#### SET PROBLEM
Rewrite the lines from the one containing "Exercise. Point to every instance of the church" through the end of the material, inclusive, substituting "widest part" for every "thickest part" and leaving everything else unchanged.

#### LISTED ENTRIES

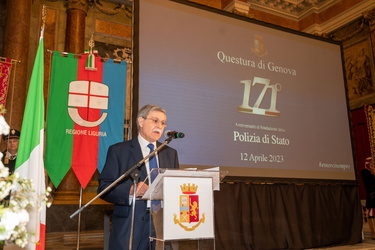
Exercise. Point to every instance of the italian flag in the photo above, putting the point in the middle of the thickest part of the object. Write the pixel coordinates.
(29, 162)
(86, 110)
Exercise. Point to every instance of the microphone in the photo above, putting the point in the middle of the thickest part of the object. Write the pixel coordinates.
(174, 134)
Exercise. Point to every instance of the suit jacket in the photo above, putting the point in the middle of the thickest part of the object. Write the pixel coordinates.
(120, 158)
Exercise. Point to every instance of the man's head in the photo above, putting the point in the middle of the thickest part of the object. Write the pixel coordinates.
(12, 140)
(151, 121)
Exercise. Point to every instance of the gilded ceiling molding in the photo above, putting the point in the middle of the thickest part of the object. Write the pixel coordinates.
(78, 4)
(369, 16)
(114, 10)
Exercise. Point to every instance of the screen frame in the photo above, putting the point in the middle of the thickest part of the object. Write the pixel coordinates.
(243, 178)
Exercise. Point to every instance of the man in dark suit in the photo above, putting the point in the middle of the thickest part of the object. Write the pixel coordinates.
(151, 121)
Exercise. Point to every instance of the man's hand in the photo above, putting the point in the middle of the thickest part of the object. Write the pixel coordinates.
(141, 189)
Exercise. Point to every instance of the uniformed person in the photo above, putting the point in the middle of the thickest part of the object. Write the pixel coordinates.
(10, 154)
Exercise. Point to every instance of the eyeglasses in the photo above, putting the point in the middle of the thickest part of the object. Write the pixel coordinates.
(156, 121)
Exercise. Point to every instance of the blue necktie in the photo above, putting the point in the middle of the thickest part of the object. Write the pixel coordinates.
(153, 163)
(155, 204)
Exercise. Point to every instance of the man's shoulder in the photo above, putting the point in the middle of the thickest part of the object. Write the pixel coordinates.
(127, 143)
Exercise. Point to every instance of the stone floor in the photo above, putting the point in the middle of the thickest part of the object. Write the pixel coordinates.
(94, 241)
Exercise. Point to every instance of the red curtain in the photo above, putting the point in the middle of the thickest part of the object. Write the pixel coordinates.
(361, 143)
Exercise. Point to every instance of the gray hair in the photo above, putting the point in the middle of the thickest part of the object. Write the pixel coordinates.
(145, 110)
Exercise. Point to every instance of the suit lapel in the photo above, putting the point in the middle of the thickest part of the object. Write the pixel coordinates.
(137, 156)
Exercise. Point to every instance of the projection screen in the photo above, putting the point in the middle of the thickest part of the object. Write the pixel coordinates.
(255, 100)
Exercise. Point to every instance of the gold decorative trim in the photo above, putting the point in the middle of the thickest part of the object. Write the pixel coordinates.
(370, 116)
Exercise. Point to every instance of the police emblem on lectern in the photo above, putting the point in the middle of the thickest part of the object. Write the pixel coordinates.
(189, 218)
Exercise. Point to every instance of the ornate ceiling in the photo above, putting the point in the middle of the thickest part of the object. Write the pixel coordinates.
(292, 8)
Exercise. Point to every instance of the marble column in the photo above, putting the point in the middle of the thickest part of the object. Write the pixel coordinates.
(16, 46)
(68, 190)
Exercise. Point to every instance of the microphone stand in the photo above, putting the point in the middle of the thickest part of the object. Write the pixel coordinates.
(134, 173)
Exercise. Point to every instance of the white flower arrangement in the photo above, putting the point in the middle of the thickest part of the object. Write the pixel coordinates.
(16, 197)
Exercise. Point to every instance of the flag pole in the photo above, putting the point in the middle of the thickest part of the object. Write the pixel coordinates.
(79, 217)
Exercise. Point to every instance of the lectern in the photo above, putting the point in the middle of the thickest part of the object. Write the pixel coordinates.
(182, 208)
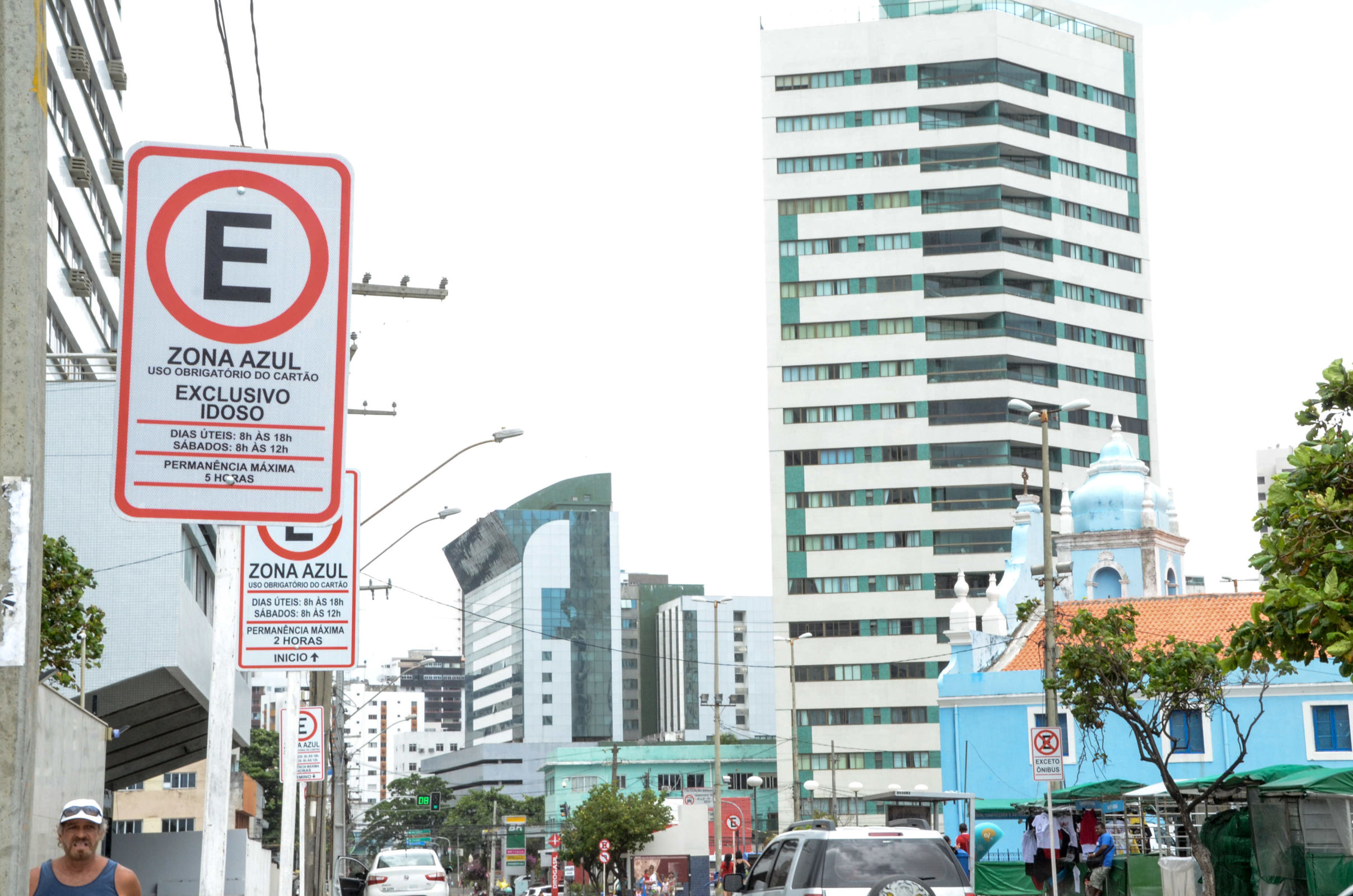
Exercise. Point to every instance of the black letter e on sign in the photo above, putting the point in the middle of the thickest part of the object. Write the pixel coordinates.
(217, 254)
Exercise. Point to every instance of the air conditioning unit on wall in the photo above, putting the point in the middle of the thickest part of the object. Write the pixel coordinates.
(79, 60)
(79, 282)
(80, 172)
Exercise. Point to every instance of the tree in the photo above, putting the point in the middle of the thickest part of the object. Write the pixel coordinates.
(1306, 553)
(1104, 672)
(628, 820)
(260, 762)
(64, 616)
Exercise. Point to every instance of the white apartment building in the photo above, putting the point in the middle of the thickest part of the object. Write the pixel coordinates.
(85, 94)
(954, 218)
(687, 650)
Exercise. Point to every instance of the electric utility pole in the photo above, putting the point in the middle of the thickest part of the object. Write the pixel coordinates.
(24, 183)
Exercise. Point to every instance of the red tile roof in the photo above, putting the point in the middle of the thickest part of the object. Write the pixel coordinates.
(1195, 618)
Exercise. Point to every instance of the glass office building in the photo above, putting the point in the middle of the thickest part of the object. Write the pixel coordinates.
(542, 593)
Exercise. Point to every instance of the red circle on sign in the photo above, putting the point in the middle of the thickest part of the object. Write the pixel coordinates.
(302, 556)
(158, 271)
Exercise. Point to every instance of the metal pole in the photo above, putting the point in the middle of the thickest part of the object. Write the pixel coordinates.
(302, 843)
(340, 809)
(24, 265)
(221, 712)
(1049, 580)
(1055, 842)
(719, 732)
(287, 752)
(793, 730)
(834, 780)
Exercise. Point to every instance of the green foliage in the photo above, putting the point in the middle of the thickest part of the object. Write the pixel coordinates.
(1308, 553)
(260, 762)
(1104, 673)
(628, 820)
(64, 616)
(464, 816)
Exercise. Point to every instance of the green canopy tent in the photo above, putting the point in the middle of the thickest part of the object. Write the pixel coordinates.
(1315, 851)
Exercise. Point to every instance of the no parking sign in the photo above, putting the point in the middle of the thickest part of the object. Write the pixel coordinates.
(235, 320)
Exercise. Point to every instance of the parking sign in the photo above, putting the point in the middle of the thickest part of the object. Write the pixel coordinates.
(235, 316)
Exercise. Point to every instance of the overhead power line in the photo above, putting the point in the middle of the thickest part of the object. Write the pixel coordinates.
(230, 71)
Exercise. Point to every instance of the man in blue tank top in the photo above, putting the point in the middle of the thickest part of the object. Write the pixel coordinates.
(82, 871)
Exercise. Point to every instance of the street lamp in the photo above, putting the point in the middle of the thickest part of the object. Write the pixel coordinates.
(856, 787)
(719, 729)
(793, 721)
(754, 781)
(441, 515)
(1051, 569)
(502, 435)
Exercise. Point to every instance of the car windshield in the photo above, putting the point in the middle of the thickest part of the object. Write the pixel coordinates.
(407, 860)
(866, 862)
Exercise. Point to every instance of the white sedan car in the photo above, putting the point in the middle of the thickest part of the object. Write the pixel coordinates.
(407, 872)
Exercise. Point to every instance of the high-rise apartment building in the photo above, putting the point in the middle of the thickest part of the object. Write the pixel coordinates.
(86, 82)
(540, 595)
(954, 218)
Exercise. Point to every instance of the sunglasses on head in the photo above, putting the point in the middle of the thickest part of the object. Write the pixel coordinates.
(82, 810)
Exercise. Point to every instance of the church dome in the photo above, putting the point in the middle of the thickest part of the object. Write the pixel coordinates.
(1111, 498)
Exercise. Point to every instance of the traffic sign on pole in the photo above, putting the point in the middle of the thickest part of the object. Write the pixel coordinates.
(232, 388)
(1046, 750)
(310, 745)
(298, 606)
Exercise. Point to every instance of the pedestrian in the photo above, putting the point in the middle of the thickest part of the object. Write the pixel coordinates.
(82, 871)
(1100, 861)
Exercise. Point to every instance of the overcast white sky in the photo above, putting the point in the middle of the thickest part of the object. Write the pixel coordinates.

#### TASK RESPONSE
Exercise. Point to every instance of the church dome in the photo above, putting the point in the middle of the widest part of the object. Write the pixel coordinates.
(1111, 498)
Exercise. Point to every instance of the traffic sign on pole in the photo above, putting the point in the middle of the widest part of the object. Write the pixel coordinates.
(232, 388)
(1046, 750)
(310, 745)
(298, 606)
Exercise. Point to every instance of the pedestrian in the photo above, putting the point in the middle of the widest part of the object. Write the pixel coordinates.
(82, 871)
(1100, 861)
Exercise. Point to every instance of the overcast white sky in the photo above, putting the point in the middle of the widest part of the object. Write the pixel coordinates.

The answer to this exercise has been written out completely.